[Stored records]
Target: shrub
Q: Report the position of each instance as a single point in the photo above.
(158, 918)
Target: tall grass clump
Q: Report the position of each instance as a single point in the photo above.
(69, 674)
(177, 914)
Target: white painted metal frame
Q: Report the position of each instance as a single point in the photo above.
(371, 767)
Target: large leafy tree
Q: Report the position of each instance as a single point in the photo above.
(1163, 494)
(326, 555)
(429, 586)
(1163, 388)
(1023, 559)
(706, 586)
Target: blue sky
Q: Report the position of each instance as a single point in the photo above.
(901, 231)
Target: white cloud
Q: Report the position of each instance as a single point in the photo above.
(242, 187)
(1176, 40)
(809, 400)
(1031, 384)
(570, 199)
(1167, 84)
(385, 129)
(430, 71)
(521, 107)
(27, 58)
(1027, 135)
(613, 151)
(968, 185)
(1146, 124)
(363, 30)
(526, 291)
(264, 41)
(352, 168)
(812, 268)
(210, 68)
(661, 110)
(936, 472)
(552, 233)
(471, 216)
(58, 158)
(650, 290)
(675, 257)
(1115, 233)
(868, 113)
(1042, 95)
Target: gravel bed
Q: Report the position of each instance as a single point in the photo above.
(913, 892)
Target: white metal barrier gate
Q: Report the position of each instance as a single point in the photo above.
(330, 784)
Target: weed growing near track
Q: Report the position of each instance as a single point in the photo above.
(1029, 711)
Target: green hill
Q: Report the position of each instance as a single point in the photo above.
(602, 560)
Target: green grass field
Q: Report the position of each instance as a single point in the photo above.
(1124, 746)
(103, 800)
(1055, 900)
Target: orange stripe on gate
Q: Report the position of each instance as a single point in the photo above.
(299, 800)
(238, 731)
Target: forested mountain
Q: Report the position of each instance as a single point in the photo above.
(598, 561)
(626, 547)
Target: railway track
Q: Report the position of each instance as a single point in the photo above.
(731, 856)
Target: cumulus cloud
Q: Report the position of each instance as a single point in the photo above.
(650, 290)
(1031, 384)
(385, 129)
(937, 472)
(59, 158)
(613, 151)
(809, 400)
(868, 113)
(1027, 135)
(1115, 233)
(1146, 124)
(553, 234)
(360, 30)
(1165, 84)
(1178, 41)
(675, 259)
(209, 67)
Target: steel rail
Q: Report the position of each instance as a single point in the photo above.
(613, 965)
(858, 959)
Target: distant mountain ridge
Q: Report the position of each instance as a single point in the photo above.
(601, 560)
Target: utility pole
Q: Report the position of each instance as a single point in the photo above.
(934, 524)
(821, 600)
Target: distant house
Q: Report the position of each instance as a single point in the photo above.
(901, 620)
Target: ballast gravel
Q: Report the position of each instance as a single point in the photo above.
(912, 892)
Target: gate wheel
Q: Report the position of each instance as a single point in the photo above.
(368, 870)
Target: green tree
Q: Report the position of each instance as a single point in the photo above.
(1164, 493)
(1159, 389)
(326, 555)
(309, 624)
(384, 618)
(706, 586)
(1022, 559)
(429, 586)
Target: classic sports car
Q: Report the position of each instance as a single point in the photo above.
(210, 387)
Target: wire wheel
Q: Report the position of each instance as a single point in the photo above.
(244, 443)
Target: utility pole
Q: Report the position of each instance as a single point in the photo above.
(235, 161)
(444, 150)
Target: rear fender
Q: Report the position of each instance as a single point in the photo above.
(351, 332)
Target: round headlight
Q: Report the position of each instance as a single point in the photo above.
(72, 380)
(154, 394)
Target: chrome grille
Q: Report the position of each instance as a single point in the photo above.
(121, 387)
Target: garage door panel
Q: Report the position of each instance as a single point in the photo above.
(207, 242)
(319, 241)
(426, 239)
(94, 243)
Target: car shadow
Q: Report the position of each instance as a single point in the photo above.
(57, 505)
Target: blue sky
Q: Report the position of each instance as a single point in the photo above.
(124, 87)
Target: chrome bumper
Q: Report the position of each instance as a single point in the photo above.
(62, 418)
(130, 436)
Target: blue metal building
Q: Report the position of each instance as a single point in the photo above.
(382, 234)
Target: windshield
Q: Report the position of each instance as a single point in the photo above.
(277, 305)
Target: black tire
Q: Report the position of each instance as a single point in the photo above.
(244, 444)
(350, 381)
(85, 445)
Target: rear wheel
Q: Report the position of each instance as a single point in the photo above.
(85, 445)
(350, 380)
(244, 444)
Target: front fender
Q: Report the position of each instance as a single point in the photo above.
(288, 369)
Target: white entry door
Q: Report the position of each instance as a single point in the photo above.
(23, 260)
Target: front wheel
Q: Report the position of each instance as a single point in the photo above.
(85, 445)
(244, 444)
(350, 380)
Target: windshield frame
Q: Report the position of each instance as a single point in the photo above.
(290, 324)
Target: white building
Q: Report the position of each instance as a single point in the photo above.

WORK ITEM: Please print all the data again exactly as given.

RESPONSE TO THE TASK:
Target: shrub
Q: Report the position of each instance as a single point in the photo above.
(158, 918)
Target: tall grass clump
Q: Report the position of each instance as a single point in the photo above.
(69, 674)
(177, 914)
Target: white painted metal frame
Q: Report the position of each instance as a single point in the photo above.
(371, 767)
Target: large leafy tree
Q: Report the position of each instance as a single point in the photo above.
(1163, 494)
(326, 555)
(429, 586)
(1163, 388)
(1023, 559)
(706, 586)
Target: blue sky
Q: Report the position of each instance as a single point in the photo above.
(901, 231)
Target: white cloud
Q: Report the position of each instance as a single point in the photo above.
(242, 187)
(1176, 40)
(809, 400)
(1031, 384)
(570, 199)
(1167, 84)
(385, 129)
(430, 71)
(521, 107)
(27, 58)
(1027, 135)
(613, 151)
(968, 185)
(1146, 124)
(363, 30)
(526, 291)
(264, 41)
(352, 168)
(812, 268)
(210, 68)
(661, 110)
(936, 472)
(552, 233)
(471, 216)
(58, 158)
(650, 290)
(675, 257)
(1115, 233)
(868, 113)
(1042, 95)
Target: gravel bed
Q: Report the position of each instance as a single point in the photo above.
(913, 892)
Target: white metal barrier gate
Q: Report the position of each instance as a single point in the photo above.
(330, 784)
Target: weed growing near track
Q: Report the position of each instance as a single point in the photo above.
(1029, 711)
Target: green hill
Q: Report the position of each instance as a single point in the photo above.
(602, 560)
Target: green grass field
Q: Report the position of each instance as a single point in the photo above.
(1124, 746)
(103, 800)
(1055, 900)
Target: orange stripe on gate
Q: Report the position of each instance as a single point in the photo above.
(299, 800)
(238, 731)
Target: forested mountain
Q: Report the position of each instance as a single point in the photo above.
(598, 561)
(626, 547)
Target: railway track
Q: Report the position of each instance as a single point in the photo above.
(731, 856)
Target: cumulus cloud
Q: Report the position of each instance as a single point in the photo above.
(650, 290)
(1031, 384)
(385, 129)
(937, 472)
(59, 158)
(613, 151)
(809, 400)
(868, 113)
(1027, 135)
(1115, 233)
(1146, 124)
(553, 234)
(360, 30)
(1165, 84)
(1178, 41)
(675, 259)
(209, 67)
Target: steel rail
Q: Report the position of each instance as a single point in the photo above.
(613, 965)
(858, 959)
Target: distant mountain ridge
Q: Report the position of each instance as a single point in the photo above.
(601, 560)
Target: utility pole
Q: Report the position of each instance as a single point in the photo above.
(934, 524)
(821, 600)
Target: distant house
Q: Report the position of each instance as a single point in the photo above.
(901, 620)
Target: ballast gravel
Q: Report the position of each instance as a single point in the photo above.
(912, 892)
Target: gate wheel
Q: Report the position of each instance as a single point in the photo above.
(368, 870)
Target: green tree
Q: Report the position of each instance as a single point in the photo above.
(1164, 493)
(1159, 389)
(326, 555)
(309, 624)
(384, 618)
(706, 586)
(1022, 559)
(429, 586)
Target: classic sports car
Q: Report the position of each instance as a single point in the photo above.
(210, 387)
Target: wire wheel
Q: Report the position of each instance as a single point in the photo above.
(244, 443)
Target: utility pole
Q: Report the position of each instance as a single point in the photo above.
(235, 161)
(444, 150)
Target: rear fender
Q: Report the position of each instance as a single point in the photo above.
(351, 332)
Target: round headlight
Q: Report the position of each instance as a single point in the photo above.
(72, 380)
(154, 394)
Target: chrome grille
Q: Report the position of each instance as a single point in the photo above.
(121, 387)
Target: garage door panel
Q: Report the position of each instance as a single point in the photo above.
(207, 242)
(319, 241)
(426, 239)
(94, 243)
Target: car shadow
Q: Report the position of each instance as a single point in the photo above.
(57, 505)
Target: blue sky
Q: Report the position of each instance as a single point in the photo above.
(124, 87)
Target: chrome bumper
Q: Report the position of each instance as a single point in the photo above.
(62, 418)
(130, 436)
Target: blue metal building
Q: Report the position of each instance as a single point in the photo above.
(382, 234)
Target: windshield
Q: Report the position of each instance as a single point in the photo above.
(277, 305)
Target: black tire
Q: Report the position of each instance as a single point in the photo above.
(244, 444)
(350, 381)
(85, 445)
Target: rear wheel
Q: Report the position of each instance as a single point in the photo above.
(85, 445)
(350, 380)
(244, 444)
Target: front fender
Q: Report the position of each instance as a single point in the photo above.
(288, 369)
Target: white entry door
Q: Report the position of each instance as a single point in the photo above.
(23, 260)
Target: front wheel
Q: Report the position of each instance as a single point in the photo above.
(85, 445)
(244, 444)
(350, 380)
Target: windshield frame
Q: Report the position of each instance as a single point in the photo above.
(290, 324)
Target: white building
Q: Report the position of each instance as a single point in the photo above.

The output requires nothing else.